**Data listing**

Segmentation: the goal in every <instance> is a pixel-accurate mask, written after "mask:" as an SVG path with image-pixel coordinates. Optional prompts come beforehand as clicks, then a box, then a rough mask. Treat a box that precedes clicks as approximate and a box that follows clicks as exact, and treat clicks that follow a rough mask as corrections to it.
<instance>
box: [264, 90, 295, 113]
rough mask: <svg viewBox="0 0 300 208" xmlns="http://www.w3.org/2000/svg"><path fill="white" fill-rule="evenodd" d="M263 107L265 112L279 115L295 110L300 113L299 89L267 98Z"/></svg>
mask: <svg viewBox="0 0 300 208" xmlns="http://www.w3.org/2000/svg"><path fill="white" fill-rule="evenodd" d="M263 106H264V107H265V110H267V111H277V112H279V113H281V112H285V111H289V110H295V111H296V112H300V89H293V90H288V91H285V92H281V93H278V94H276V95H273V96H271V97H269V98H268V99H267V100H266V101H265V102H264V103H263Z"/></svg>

**Task details**
Go through the listing above and copy each line that contains "instance".

**Exercise answer**
Segmentation: the goal in every <instance> is a pixel-accurate mask, written after "mask:" as an SVG path with image-pixel coordinates. Optional prompts come beforehand as clicks, then a box, then a rough mask. Treat a box that precedes clicks as approximate and a box that follows clicks as exact, and treat clicks that follow a rough mask as corrections to it.
<instance>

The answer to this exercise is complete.